## やること
a - 安田短歌についての文章から、次の一文を英語に訳してください。「安田短歌を知らない人でも、特に前半は普通の短歌論として読んでもらえるのではないか、そう思ったのでここに公開することにするものです。」
b - 安田短歌についての文章のうち、「それでは、よろしければ。以下本文。」で始まり「unatoku_ryota)」で終わる部分を一字も変えずに書き写してください。

## ページ抜粋
************

安田短歌と〈私性〉―恋人を喪った安田龍彦とは誰なのか

 以前、twitterのハッシュタグ「#恋人を喪った安田短歌」から派生した同人誌、『安田龍彦は喪われた恋人の夢を見るか?』にこのような文章を寄稿しました。思えばこれは、安田短歌というムーブメントに乗っかる形で、僕が自分自身のために整理した〈私性(わたくしせい)〉論であり、二次創作短歌論でもあります。
 安田短歌を知らない人でも、特に前半は普通の短歌論として読んでもらえるのではないか、そう思ったのでここに公開することにするものです。まあ、学部生のレポート程度のことはかけているのでは……。
 それでは、よろしければ。以下本文。





 恋人を喪った安田短歌(以下、安田短歌)を読むとき、我々はいったい何を読んでいるのだろうか。あるいは、安田短歌を読む際、我々の読者としての仕事はいったいどのようなことなのだろうか。
 安田短歌は、いうまでもなく、映画「シン・ゴジラ」の二次創作短歌である。だから、

 スクラップ・アンド・ビルドで建つ街に君はいなくて明日の風景(@Funatoku_ryota)

************

## 表示データ
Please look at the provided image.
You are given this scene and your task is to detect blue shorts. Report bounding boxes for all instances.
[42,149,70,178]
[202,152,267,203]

************

## 解答一覧
a - I thought that even people who don't know Yasuda tanka could read the first half in particular as an ordinary essay on tanka, so I have decided to make it public here.

b -
それでは、よろしければ。以下本文。





 恋人を喪った安田短歌(以下、安田短歌)を読むとき、我々はいったい何を読んでいるのだろうか。あるいは、安田短歌を読む際、我々の読者としての仕事はいったいどのようなことなのだろうか。
 安田短歌は、いうまでもなく、映画「シン・ゴジラ」の二次創作短歌である。だから、

 スクラップ・アンド・ビルドで建つ街に君はいなくて明日の風景(@Funatoku_ryota)